◆ TASK BRIEF:
When you find the line with "staircase? Thanks so much." among the records below, reproduce it and each line after it exactly, ending with the line with "clothing? Thanks so much.".

(INPUT FOR THIS TASK begins)

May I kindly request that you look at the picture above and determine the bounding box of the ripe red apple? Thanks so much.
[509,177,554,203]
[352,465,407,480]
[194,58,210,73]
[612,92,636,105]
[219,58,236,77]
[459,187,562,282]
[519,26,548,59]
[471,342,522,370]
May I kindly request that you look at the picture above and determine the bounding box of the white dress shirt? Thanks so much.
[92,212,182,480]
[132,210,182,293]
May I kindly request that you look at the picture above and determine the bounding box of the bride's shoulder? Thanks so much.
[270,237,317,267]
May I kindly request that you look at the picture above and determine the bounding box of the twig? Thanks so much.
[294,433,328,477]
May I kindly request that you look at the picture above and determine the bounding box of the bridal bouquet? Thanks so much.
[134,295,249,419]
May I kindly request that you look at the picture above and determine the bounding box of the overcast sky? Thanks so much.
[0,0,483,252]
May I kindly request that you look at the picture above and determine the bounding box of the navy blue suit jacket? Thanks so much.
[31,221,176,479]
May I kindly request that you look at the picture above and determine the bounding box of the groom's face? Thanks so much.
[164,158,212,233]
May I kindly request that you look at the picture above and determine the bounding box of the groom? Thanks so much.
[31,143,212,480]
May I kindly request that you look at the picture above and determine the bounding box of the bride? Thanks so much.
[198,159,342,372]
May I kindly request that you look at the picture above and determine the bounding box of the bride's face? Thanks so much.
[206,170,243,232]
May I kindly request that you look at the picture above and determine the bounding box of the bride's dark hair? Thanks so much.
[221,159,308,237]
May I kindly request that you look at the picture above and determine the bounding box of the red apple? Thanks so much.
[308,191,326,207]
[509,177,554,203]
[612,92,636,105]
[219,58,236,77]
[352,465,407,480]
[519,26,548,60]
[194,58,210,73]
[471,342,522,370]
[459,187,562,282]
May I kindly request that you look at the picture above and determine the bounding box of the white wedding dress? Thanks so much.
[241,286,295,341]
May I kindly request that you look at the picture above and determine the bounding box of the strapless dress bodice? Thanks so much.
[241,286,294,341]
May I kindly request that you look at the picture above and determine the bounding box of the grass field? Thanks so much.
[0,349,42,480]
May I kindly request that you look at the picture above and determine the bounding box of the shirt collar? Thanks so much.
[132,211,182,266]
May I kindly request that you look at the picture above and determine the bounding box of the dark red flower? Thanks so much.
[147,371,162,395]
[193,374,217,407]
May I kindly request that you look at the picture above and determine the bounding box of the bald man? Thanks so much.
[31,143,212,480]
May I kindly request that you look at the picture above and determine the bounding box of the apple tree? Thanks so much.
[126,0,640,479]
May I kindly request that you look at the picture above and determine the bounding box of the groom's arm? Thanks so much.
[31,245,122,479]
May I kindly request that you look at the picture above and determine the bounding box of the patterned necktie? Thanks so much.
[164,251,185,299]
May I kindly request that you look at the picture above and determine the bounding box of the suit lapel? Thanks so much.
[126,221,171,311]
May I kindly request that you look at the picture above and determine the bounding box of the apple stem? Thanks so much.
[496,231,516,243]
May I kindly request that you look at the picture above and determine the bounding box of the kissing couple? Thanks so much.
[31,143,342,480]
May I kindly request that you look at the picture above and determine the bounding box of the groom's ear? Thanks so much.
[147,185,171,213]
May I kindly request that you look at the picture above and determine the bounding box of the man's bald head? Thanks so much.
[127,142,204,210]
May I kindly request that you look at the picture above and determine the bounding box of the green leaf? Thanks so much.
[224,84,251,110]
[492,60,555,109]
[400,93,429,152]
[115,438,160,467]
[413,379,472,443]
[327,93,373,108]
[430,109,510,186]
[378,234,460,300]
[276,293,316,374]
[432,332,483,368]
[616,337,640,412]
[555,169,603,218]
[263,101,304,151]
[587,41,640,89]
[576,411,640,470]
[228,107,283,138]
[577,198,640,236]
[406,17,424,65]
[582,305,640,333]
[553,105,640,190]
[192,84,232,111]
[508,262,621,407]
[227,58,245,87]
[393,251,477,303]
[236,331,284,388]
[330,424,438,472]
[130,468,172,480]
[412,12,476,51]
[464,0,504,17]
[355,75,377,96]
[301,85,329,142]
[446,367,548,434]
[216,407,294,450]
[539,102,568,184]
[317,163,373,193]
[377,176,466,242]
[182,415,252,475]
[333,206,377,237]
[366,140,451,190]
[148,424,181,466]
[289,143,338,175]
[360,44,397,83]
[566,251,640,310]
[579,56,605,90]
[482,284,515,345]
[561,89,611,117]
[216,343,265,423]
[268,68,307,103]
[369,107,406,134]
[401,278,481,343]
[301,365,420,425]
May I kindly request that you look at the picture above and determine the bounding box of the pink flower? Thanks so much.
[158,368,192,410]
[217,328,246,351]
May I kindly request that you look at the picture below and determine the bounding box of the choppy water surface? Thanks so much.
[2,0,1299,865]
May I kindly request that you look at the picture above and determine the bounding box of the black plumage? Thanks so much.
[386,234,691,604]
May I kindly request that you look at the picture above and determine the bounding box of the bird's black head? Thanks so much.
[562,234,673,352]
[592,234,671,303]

(INPUT FOR THIS TASK ends)
(INPUT FOR THIS TASK begins)

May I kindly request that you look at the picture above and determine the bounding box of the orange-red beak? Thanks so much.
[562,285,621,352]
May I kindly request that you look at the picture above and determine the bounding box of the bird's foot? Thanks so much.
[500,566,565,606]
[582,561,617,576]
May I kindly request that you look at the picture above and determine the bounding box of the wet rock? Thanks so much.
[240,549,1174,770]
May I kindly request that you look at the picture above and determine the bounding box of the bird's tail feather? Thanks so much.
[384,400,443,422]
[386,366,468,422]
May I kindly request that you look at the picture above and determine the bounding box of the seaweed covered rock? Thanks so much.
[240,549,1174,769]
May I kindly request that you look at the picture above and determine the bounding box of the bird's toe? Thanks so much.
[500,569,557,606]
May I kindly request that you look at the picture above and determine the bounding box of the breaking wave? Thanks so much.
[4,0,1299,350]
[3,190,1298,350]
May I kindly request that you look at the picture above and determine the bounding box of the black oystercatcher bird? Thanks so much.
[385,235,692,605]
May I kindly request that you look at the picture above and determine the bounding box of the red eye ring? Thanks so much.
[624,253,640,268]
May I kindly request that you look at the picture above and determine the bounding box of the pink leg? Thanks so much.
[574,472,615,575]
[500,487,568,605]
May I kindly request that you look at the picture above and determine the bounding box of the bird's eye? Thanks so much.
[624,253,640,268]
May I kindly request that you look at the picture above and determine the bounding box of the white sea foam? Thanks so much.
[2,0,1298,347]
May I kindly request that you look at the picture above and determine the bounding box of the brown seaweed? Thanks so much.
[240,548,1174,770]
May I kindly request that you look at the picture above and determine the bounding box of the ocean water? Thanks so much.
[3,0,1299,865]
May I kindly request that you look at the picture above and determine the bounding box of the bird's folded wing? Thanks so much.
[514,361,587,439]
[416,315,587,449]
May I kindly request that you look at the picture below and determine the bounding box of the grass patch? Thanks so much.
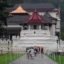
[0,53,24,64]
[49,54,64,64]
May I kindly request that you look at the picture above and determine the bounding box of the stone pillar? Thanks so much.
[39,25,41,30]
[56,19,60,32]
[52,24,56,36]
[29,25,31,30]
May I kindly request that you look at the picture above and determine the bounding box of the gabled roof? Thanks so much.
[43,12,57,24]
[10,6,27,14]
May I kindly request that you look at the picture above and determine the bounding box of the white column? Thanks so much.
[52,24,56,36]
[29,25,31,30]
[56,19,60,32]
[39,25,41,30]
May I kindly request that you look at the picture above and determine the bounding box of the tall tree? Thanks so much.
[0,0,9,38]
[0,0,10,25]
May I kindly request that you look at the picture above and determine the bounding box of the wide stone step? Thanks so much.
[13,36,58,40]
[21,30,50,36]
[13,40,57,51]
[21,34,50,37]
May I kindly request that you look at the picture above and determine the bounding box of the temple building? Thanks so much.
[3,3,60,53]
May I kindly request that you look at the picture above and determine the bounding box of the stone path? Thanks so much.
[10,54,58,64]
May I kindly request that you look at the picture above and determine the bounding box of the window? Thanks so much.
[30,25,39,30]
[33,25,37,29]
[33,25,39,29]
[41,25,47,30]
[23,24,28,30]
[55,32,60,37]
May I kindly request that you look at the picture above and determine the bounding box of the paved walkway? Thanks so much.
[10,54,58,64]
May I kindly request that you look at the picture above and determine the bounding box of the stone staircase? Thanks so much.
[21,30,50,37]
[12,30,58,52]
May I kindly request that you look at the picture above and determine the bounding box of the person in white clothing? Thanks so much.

(INPUT FOR THIS TASK ends)

◆ ANSWER BOX:
May I kindly request that you look at the picture above and determine the bounding box of the stone staircase? Thanks so much.
[21,30,50,37]
[12,30,58,52]
May I kindly request that you look at the picture above and determine the bounding box of the person in white clothing? Thanks so much.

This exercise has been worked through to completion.